Start of Supplied data

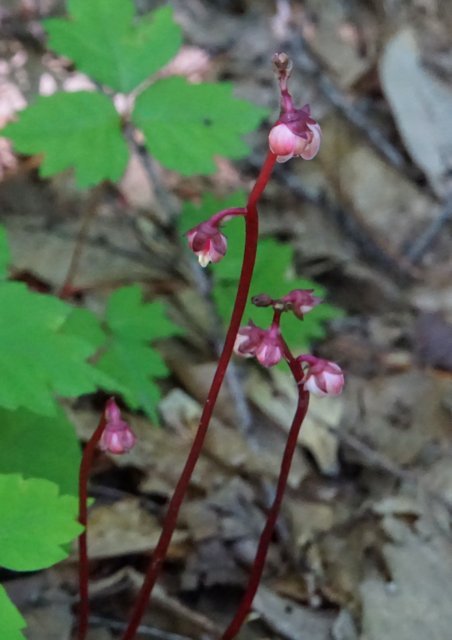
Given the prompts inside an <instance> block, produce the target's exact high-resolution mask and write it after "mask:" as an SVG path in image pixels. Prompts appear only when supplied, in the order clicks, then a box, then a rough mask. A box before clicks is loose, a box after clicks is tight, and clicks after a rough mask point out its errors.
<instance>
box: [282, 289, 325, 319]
mask: <svg viewBox="0 0 452 640" xmlns="http://www.w3.org/2000/svg"><path fill="white" fill-rule="evenodd" d="M313 291H314V289H294V290H293V291H290V292H289V293H288V294H287V295H286V296H284V297H283V298H281V302H283V303H285V304H286V305H287V306H288V307H289V308H290V309H292V311H293V312H294V314H295V315H296V316H297V317H298V318H301V319H303V317H304V315H305V314H306V313H309V311H312V309H314V307H316V306H317V305H318V304H320V303H321V302H322V299H321V298H319V297H318V296H314V295H312V292H313Z"/></svg>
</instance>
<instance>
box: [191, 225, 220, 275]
mask: <svg viewBox="0 0 452 640" xmlns="http://www.w3.org/2000/svg"><path fill="white" fill-rule="evenodd" d="M186 235H187V239H188V244H189V246H190V249H191V250H192V251H193V253H195V255H197V256H198V261H199V264H200V265H201V267H207V265H208V264H209V262H219V261H220V260H221V259H222V258H223V257H224V255H225V254H226V250H227V248H228V241H227V239H226V237H225V236H224V235H223V234H222V233H221V231H220V230H219V229H218V227H216V226H214V225H212V224H209V222H202V223H201V224H198V225H197V226H196V227H193V229H190V231H188V232H187V234H186Z"/></svg>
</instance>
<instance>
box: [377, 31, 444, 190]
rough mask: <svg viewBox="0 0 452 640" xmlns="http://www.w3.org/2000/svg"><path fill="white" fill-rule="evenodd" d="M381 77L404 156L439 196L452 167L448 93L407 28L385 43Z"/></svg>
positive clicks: (442, 189)
mask: <svg viewBox="0 0 452 640" xmlns="http://www.w3.org/2000/svg"><path fill="white" fill-rule="evenodd" d="M380 76H381V82H382V86H383V90H384V92H385V94H386V97H387V99H388V102H389V103H390V105H391V107H392V110H393V112H394V117H395V119H396V123H397V127H398V129H399V131H400V134H401V136H402V138H403V141H404V143H405V146H406V148H407V150H408V153H409V154H410V155H411V157H412V158H413V160H414V162H416V164H417V165H418V166H419V167H420V168H421V169H422V170H423V171H424V173H425V174H426V176H427V178H428V180H429V182H430V183H431V185H432V187H433V189H435V191H436V192H437V193H439V194H440V195H443V194H444V191H445V180H446V178H447V175H448V172H449V171H450V168H451V166H452V129H451V127H450V114H451V112H452V90H451V88H450V86H449V85H447V84H446V83H444V82H441V81H440V80H439V79H438V78H437V77H436V76H434V75H433V74H432V73H431V72H430V71H428V69H426V68H425V66H424V65H423V63H422V56H421V50H420V47H419V45H418V42H417V40H416V35H415V32H414V31H413V30H412V29H411V28H404V29H402V30H401V31H399V32H398V33H396V35H395V36H394V37H393V38H391V39H390V40H389V42H388V43H387V45H386V49H385V51H384V54H383V57H382V60H381V65H380Z"/></svg>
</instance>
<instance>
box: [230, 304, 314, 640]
mask: <svg viewBox="0 0 452 640" xmlns="http://www.w3.org/2000/svg"><path fill="white" fill-rule="evenodd" d="M276 313H278V312H276ZM276 313H275V315H276ZM279 315H280V314H278V321H279ZM281 340H282V339H281ZM282 343H283V347H284V348H283V350H284V356H285V358H286V360H287V363H288V365H289V367H290V370H291V373H292V376H293V378H294V380H295V383H296V384H297V386H299V383H300V380H301V379H302V373H303V372H302V370H301V366H300V364H299V363H298V362H297V360H296V359H295V358H294V357H293V355H292V353H291V352H290V350H289V348H288V346H287V344H286V343H285V342H284V341H283V340H282ZM298 388H299V393H298V402H297V408H296V411H295V415H294V417H293V421H292V425H291V427H290V431H289V435H288V438H287V442H286V446H285V449H284V453H283V457H282V460H281V468H280V472H279V477H278V483H277V485H276V492H275V498H274V500H273V504H272V505H271V507H270V510H269V512H268V516H267V520H266V522H265V527H264V529H263V531H262V534H261V537H260V539H259V544H258V547H257V553H256V557H255V559H254V563H253V566H252V568H251V572H250V576H249V578H248V584H247V587H246V590H245V593H244V594H243V597H242V600H241V602H240V605H239V607H238V609H237V612H236V614H235V616H234V618H233V619H232V621H231V623H230V624H229V626H228V628H227V629H226V631H225V632H224V633H223V635H222V636H221V640H232V638H235V636H236V635H237V633H238V632H239V631H240V628H241V627H242V625H243V623H244V622H245V619H246V617H247V615H248V613H249V611H250V609H251V606H252V604H253V600H254V596H255V595H256V592H257V589H258V587H259V583H260V581H261V578H262V573H263V570H264V566H265V559H266V557H267V553H268V548H269V546H270V542H271V539H272V537H273V532H274V530H275V525H276V521H277V519H278V516H279V512H280V509H281V504H282V501H283V497H284V493H285V490H286V486H287V480H288V478H289V473H290V467H291V465H292V460H293V456H294V453H295V450H296V448H297V443H298V435H299V433H300V429H301V426H302V424H303V421H304V418H305V416H306V412H307V410H308V405H309V393H308V392H307V391H304V389H303V388H302V387H298Z"/></svg>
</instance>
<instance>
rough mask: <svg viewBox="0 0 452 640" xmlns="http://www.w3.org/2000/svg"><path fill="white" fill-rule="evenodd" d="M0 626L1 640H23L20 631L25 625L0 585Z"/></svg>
mask: <svg viewBox="0 0 452 640" xmlns="http://www.w3.org/2000/svg"><path fill="white" fill-rule="evenodd" d="M0 625H1V629H2V640H25V636H24V634H23V633H22V631H21V630H22V629H25V627H26V626H27V623H26V622H25V620H24V618H23V617H22V616H21V614H20V613H19V611H18V610H17V609H16V607H15V606H14V605H13V603H12V602H11V600H10V599H9V598H8V594H7V593H6V591H5V588H4V587H2V585H1V584H0Z"/></svg>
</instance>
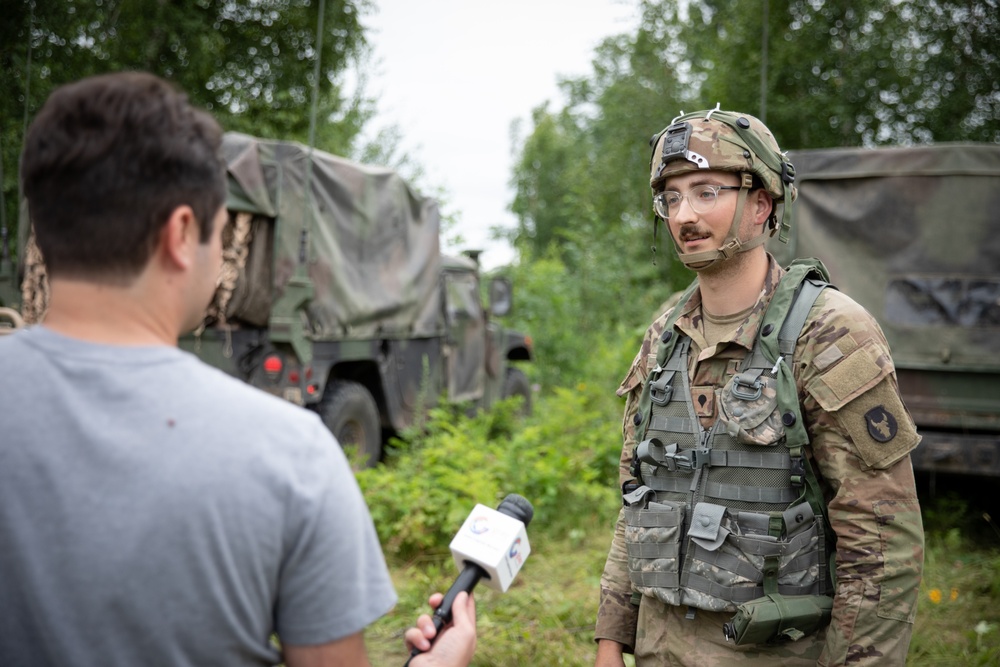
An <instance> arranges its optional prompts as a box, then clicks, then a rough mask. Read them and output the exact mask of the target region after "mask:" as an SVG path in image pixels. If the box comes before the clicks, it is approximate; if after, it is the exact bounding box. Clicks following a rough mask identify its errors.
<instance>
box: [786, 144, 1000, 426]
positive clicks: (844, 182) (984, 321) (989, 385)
mask: <svg viewBox="0 0 1000 667" xmlns="http://www.w3.org/2000/svg"><path fill="white" fill-rule="evenodd" d="M790 157H791V161H792V163H793V164H794V165H795V171H796V184H797V185H798V187H799V199H798V201H797V202H796V203H795V206H794V215H795V218H794V222H793V229H792V236H791V238H790V240H789V244H788V246H787V247H785V246H782V245H781V244H779V243H776V242H772V244H771V246H772V247H771V251H772V252H773V253H774V254H775V255H776V256H777V258H778V259H779V261H781V262H782V263H784V264H787V263H788V261H790V260H791V259H792V258H793V257H797V256H798V257H802V256H815V257H819V258H820V259H822V260H823V262H824V263H825V264H826V266H827V267H828V268H829V270H830V274H831V279H832V282H833V283H834V284H835V285H836V286H837V287H838V288H839V289H840V290H841V291H843V292H845V293H846V294H848V295H850V296H851V297H853V298H854V299H855V300H856V301H858V302H860V303H861V304H862V305H864V306H865V307H866V308H867V309H868V310H869V311H870V312H871V313H872V314H873V315H874V316H875V317H876V319H877V320H878V321H879V324H880V325H881V326H882V328H883V330H884V331H885V334H886V337H887V338H888V340H889V343H890V345H891V348H892V353H893V359H894V361H895V364H896V367H897V369H898V370H900V386H901V388H903V389H904V390H905V391H906V392H907V395H905V396H904V398H905V399H906V401H907V406H908V407H909V408H910V410H911V412H914V413H915V416H916V413H917V412H922V414H921V415H920V416H921V419H922V420H923V421H924V423H925V424H927V423H934V424H936V425H938V426H950V427H960V428H969V427H971V428H987V429H995V428H996V427H997V426H998V425H1000V417H998V414H1000V394H998V393H997V388H998V387H1000V146H998V145H987V144H939V145H933V146H920V147H905V148H880V149H875V150H873V149H864V148H848V149H829V150H803V151H792V152H791V153H790ZM907 371H908V372H907ZM904 374H905V376H906V377H905V378H904ZM904 379H905V380H906V383H905V384H906V386H905V387H904Z"/></svg>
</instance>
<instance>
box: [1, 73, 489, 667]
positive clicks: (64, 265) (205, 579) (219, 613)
mask: <svg viewBox="0 0 1000 667" xmlns="http://www.w3.org/2000/svg"><path fill="white" fill-rule="evenodd" d="M221 139H222V131H221V129H220V128H219V126H218V124H217V123H216V122H215V121H214V120H213V119H212V118H211V117H210V116H209V115H208V114H206V113H204V112H202V111H200V110H197V109H194V108H193V107H192V106H191V105H189V104H188V102H187V99H186V97H185V96H184V95H183V94H182V93H180V92H179V91H177V90H175V89H174V88H173V87H172V86H170V85H169V84H168V83H167V82H165V81H163V80H162V79H159V78H157V77H155V76H152V75H150V74H144V73H138V72H130V73H119V74H108V75H104V76H98V77H92V78H88V79H84V80H83V81H80V82H77V83H73V84H69V85H66V86H63V87H61V88H59V89H57V90H56V91H55V92H54V93H53V94H52V95H51V96H50V97H49V99H48V101H47V102H46V103H45V105H44V106H43V107H42V109H41V111H40V112H39V114H38V116H37V117H36V119H35V121H34V123H33V124H32V126H31V129H30V130H29V132H28V134H27V137H26V138H25V148H24V155H23V159H22V172H21V173H22V180H23V183H24V190H25V193H26V196H27V200H28V203H29V205H30V213H31V216H32V220H33V222H34V225H35V232H36V235H37V240H38V246H39V248H40V249H41V251H42V254H43V255H44V258H45V261H46V263H47V267H48V271H49V276H50V278H51V300H50V303H49V309H48V313H47V315H46V316H45V320H44V321H43V323H42V324H41V325H39V326H34V327H28V328H24V329H20V330H18V331H17V332H16V333H13V334H11V335H9V336H4V337H3V340H2V341H0V368H2V369H3V372H2V373H0V396H2V398H3V400H2V403H0V405H2V409H0V433H2V434H3V435H2V437H0V544H2V545H3V548H2V549H0V600H3V612H2V613H0V664H3V665H29V664H30V665H68V664H78V665H96V664H102V665H139V664H141V665H164V666H172V665H274V664H277V663H279V662H282V661H284V663H285V664H287V665H288V667H295V666H296V665H319V664H324V665H327V664H330V665H332V664H337V665H367V664H368V658H367V655H366V649H365V644H364V638H363V632H364V629H365V627H366V626H367V625H369V624H370V623H371V622H373V621H374V620H376V619H377V618H379V617H380V616H381V615H382V614H384V613H385V612H387V611H388V610H389V609H390V608H391V607H392V606H393V605H394V604H395V602H396V594H395V591H394V590H393V586H392V581H391V579H390V577H389V573H388V571H387V569H386V565H385V561H384V558H383V555H382V551H381V548H380V546H379V542H378V537H377V535H376V533H375V527H374V526H373V524H372V520H371V517H370V515H369V513H368V509H367V507H366V506H365V503H364V498H363V496H362V495H361V492H360V489H359V488H358V486H357V483H356V482H355V480H354V478H353V476H352V474H351V469H350V467H349V465H348V463H347V460H346V458H345V457H344V455H343V453H342V451H341V449H340V447H339V446H338V445H337V442H336V440H334V438H333V437H332V436H331V435H330V432H329V431H328V430H327V429H326V428H325V427H324V426H323V424H322V422H320V420H319V418H318V417H317V416H316V415H314V414H310V413H308V412H306V411H305V410H302V409H300V408H298V407H295V406H293V405H291V404H290V403H287V402H285V401H282V400H279V399H277V398H274V397H271V396H269V395H267V394H265V393H263V392H260V391H258V390H256V389H253V388H251V387H249V386H248V385H246V384H244V383H242V382H240V381H238V380H236V379H234V378H231V377H229V376H227V375H225V374H223V373H221V372H219V371H217V370H214V369H212V368H209V367H208V366H206V365H205V364H203V363H201V362H199V361H198V360H197V359H196V358H195V357H193V356H191V355H189V354H187V353H184V352H181V351H180V350H178V349H177V339H178V336H179V335H180V334H181V333H183V332H184V331H187V330H190V329H191V328H193V327H194V326H195V325H196V324H197V323H198V322H200V321H201V320H202V319H203V317H204V311H205V308H206V306H207V305H208V303H209V300H210V299H211V296H212V293H213V291H214V290H215V286H216V283H217V280H218V276H219V269H220V265H221V260H222V232H223V226H224V225H225V223H226V218H227V216H226V209H225V206H224V204H225V197H226V173H225V165H224V163H223V161H222V160H221V158H220V156H219V147H220V143H221ZM440 600H441V598H440V596H434V598H433V599H432V605H435V604H440ZM455 602H456V604H455V607H453V610H454V612H455V624H454V626H453V627H452V628H451V629H449V630H448V631H447V632H445V633H444V634H443V635H442V636H441V639H440V641H438V642H436V643H435V644H434V647H433V648H432V649H431V650H430V652H428V653H426V654H422V655H420V656H418V657H416V658H415V659H414V660H413V662H412V663H411V664H413V665H414V667H416V666H418V665H422V666H425V667H429V666H431V665H439V666H440V665H450V666H453V667H460V666H463V665H467V664H468V663H469V660H470V659H471V656H472V652H473V650H474V648H475V640H476V637H475V607H474V604H473V603H472V602H471V600H470V599H469V598H468V596H466V595H465V594H462V595H460V596H459V598H458V599H457V600H456V601H455ZM429 623H430V620H429V618H428V617H427V616H426V615H424V616H422V617H421V618H420V619H419V620H418V625H417V627H415V628H411V629H410V630H409V631H407V633H406V641H407V643H408V645H410V646H415V647H417V648H420V649H423V650H426V649H428V648H430V641H429V640H430V638H431V637H433V636H434V635H435V632H434V626H433V625H432V624H430V625H429ZM275 633H277V634H278V636H279V637H280V639H281V642H282V647H281V649H279V648H278V647H277V646H276V645H275V643H274V642H273V641H272V636H273V635H274V634H275Z"/></svg>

End of Supplied data

Work request. Among the lines above, return each one holding the string "then".

Exercise answer.
Given the prompts inside an <instance> block, produce the target's exact high-resolution mask and write it after "mask:" as an SVG path in image pixels. Prompts appear only when supplied, in the order clicks, then a box, then a rough mask. A box before clicks is loose, a box after clicks is tight, and clicks after a rough mask point out its errors.
An <instance> arranges its optional prompts as a box, then clicks, then a rough mask. Read them and output the exact mask of the target region after "mask:" as an SVG path in image pixels. If the box comes before the clicks, it is approximate; if after, it is the exact bounding box. Clicks following a rough mask identify its errors.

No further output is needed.